• WHAT IS EXPECTED
Search the records below for the line containing "Target: bird's tail". Write out that line and every line after it exactly as written.

Records contained in a dataset
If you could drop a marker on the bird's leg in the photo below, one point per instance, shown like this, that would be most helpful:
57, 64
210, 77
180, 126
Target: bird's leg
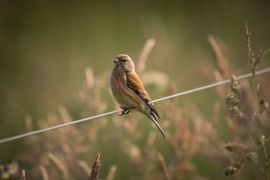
125, 110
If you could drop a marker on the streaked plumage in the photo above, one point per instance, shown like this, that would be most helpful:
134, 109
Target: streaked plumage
129, 92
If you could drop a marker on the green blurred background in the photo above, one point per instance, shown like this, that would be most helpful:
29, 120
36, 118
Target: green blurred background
45, 47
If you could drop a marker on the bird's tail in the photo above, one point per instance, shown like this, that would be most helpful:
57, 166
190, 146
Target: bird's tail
154, 116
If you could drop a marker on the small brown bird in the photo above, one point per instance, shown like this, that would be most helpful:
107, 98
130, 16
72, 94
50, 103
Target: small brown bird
129, 92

• WRITTEN SOLUTION
Target: bird's tail
154, 116
If you could drop a marker on the small brown bird in the photo above, one point per instance, shown like this, that would be most helpful:
107, 98
130, 16
72, 94
50, 103
Target: small brown bird
129, 92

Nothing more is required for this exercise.